EXERCISE REQUIREMENTS — Report every line of the entries below that contains the word "stand", treating uppercase and lowercase letters as different.

## BEGIN RECORDS TO USE

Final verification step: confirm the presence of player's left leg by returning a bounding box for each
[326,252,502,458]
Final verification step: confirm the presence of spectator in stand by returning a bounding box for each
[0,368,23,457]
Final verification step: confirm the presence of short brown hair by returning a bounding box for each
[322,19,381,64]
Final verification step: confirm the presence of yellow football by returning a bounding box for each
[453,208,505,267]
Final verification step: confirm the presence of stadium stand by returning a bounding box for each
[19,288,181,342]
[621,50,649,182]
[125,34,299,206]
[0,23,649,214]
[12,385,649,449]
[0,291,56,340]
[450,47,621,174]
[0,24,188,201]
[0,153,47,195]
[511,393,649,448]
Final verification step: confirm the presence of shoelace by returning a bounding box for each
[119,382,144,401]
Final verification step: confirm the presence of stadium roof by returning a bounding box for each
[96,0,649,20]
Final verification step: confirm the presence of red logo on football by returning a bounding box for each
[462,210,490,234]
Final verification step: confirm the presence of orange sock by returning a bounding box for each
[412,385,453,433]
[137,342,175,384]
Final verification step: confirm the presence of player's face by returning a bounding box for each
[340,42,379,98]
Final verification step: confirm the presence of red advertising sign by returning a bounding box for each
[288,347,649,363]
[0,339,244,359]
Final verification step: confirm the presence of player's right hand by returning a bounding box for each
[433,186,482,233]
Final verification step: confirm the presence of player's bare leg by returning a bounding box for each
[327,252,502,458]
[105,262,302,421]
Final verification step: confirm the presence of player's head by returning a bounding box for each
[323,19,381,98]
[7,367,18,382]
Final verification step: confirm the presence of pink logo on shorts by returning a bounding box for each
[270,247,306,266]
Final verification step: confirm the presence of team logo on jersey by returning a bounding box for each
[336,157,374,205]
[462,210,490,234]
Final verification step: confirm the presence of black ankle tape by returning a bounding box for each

## END RECORDS TO USE

EXERCISE OUTPUT —
Final verification step: confirm the presence of spectator in stand by returning a bounding box for each
Final verification step: confirm the presence of stadium stand by returning a bounding box for each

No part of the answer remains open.